In the article on the Indian Left, rewrite the part that opens with the words containing "03 Oct 2024   |" and closes with "distribution of resources.", replacing "changes" with "shifts" throughout.

**EXCERPTED PASSAGE**:
>> Begin
The Left Must Re-invent ‘The People’ Now More Than Ever

03 Oct 2024   |   9 min Read
Chanthu S

Challenges before the Indian Left in the political present are many as the country is witnessing rapid changes in society, economy, technology, and development, writes Chanthu S. The changes may appear too fast-paced to predict apart from the unjust and unequal distribution of resources.

Kerala can be marked on the map of left political movements by organized groups and individual activists since the early 20th century. These movements were driven by new ideas aimed at social change. Key figures like Philip Spratt and Benjamin F. Bradley from the British Communist Party supported young nationalists at India House in London as they worked to form the Communist Party of India. Important leaders in this effort included M.N. Roy, M.P.T. Acharya, and C.R. Pillai. At the same time, early communist leaders like Putchapally Sundarayya and EMS Namboodiripad were inspired by the Bolshevik revolutionaries while in jail. In the chaotic 1940s, Communist Party of India (CPI) built its base across Kerala through peasant and working-class movements. From the primarily radical and confrontational approach it adopted in the 1940s, both with the colonial state and the nascent nation-state of India, CPI shifted to parliamentary democracy in the early-1950s. In 1957, Kerala became home to one of the world’s first democratically elected communist governments, with EMS Namboodiripad as its chief minister. Through the periodic Left ministries in Kerala since 1957, the Communist Parties championed several measures, including land reform which had played a crucial role in shaping the development experience of the state. This story is well-trodden ground. Interpreting these histories critically is more important to understanding the current political landscape.
>> End
**INFORMATION SHOWN**:
>> Begin
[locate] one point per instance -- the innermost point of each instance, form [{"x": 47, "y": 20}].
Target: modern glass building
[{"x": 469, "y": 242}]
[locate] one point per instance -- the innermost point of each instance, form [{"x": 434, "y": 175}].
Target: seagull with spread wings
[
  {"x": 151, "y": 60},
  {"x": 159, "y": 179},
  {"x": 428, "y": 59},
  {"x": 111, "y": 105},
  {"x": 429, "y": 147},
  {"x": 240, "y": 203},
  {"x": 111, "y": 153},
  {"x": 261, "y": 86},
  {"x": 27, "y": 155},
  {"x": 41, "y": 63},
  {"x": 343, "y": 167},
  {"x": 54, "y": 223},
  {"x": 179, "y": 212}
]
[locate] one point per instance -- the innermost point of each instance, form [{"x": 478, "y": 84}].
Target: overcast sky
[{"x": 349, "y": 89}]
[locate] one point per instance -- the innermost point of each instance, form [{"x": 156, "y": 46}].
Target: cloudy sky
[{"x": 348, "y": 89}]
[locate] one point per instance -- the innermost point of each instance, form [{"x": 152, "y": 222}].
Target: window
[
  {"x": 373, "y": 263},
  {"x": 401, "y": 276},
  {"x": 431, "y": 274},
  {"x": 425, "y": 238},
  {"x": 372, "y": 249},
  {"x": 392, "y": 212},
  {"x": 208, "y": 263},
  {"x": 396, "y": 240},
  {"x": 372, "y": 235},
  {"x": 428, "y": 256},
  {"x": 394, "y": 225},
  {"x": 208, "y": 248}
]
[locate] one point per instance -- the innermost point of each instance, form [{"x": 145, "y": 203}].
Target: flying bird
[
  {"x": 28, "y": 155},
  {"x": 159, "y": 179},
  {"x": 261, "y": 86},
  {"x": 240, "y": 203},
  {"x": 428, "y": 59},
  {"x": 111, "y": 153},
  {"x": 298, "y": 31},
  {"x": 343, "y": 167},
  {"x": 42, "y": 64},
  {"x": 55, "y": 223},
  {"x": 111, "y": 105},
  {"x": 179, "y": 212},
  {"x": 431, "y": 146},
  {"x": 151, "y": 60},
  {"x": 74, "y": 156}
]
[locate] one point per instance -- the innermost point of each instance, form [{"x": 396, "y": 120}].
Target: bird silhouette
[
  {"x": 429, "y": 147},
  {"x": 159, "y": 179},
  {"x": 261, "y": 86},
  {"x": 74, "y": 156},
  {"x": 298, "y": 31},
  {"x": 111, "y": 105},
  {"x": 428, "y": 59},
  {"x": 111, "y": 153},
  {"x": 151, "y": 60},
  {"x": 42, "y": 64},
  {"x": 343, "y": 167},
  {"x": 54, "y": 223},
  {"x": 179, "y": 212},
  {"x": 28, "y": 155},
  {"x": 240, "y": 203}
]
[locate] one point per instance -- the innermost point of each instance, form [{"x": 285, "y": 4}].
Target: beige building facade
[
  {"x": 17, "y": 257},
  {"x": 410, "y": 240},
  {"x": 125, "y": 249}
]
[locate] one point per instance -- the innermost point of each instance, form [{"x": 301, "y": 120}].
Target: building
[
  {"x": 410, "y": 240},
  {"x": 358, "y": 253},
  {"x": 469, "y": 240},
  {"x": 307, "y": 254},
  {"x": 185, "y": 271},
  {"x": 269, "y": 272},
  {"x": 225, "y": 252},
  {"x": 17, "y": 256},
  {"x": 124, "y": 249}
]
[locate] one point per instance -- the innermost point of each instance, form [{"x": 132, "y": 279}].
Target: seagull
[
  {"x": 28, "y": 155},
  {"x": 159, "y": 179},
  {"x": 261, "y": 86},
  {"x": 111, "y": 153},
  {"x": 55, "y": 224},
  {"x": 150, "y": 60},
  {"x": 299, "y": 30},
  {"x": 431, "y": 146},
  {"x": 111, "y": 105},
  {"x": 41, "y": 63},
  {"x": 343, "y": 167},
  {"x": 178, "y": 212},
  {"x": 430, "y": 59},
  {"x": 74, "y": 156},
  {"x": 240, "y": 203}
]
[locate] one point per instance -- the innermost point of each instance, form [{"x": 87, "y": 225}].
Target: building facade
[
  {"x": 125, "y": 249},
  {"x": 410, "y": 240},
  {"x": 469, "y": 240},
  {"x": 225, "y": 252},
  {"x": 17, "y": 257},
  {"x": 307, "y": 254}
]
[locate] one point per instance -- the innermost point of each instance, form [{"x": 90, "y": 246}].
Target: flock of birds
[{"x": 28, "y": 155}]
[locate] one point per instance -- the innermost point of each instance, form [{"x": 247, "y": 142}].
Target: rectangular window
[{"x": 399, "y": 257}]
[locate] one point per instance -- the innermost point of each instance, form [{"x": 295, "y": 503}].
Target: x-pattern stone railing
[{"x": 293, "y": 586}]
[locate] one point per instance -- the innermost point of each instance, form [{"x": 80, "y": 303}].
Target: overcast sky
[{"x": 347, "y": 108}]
>> End
>> Begin
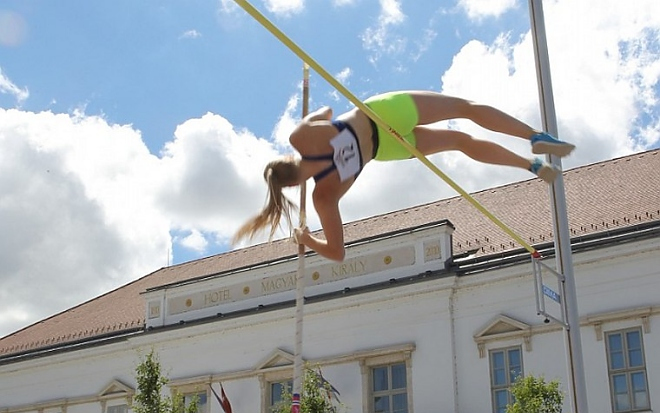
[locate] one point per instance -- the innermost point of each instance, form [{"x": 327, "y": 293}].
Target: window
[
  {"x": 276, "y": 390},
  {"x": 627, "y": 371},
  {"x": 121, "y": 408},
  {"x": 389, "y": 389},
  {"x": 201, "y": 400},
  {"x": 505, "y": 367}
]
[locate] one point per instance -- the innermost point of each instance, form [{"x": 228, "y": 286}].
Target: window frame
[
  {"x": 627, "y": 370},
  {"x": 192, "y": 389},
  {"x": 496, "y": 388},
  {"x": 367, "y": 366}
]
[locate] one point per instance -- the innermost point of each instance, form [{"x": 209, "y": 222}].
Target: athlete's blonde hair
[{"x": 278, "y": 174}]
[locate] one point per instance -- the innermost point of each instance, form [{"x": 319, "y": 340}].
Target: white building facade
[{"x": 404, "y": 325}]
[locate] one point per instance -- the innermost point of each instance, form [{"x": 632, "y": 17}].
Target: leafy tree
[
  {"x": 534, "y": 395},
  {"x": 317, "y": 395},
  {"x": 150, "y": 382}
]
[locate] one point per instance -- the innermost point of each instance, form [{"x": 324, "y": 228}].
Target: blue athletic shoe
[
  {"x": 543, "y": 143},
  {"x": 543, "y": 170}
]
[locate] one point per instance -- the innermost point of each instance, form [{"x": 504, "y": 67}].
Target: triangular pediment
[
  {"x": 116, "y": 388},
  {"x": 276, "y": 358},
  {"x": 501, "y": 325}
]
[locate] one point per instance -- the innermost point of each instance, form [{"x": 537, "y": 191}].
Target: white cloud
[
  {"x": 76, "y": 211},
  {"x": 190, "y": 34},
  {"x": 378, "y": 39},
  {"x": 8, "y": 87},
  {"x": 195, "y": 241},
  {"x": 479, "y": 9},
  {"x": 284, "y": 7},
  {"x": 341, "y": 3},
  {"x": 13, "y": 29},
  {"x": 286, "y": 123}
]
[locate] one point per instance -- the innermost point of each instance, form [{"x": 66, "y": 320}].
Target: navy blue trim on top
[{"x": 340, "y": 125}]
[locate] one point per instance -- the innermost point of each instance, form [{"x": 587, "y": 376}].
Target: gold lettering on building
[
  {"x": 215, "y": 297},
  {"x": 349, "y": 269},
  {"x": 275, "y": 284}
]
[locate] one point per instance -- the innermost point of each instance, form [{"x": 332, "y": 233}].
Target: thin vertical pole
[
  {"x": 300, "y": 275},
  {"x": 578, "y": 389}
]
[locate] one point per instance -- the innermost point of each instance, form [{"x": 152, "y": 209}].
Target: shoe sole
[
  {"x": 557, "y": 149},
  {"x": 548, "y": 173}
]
>> End
**RESULT FOR THIS EXERCISE**:
03 Oct 2024   |   9 min Read
Chanthu S

Challenges before the Indian Left in the political present are many as the country is witnessing rapid shifts in society, economy, technology, and development, writes Chanthu S. The shifts may appear too fast-paced to predict apart from the unjust and unequal distribution of resources.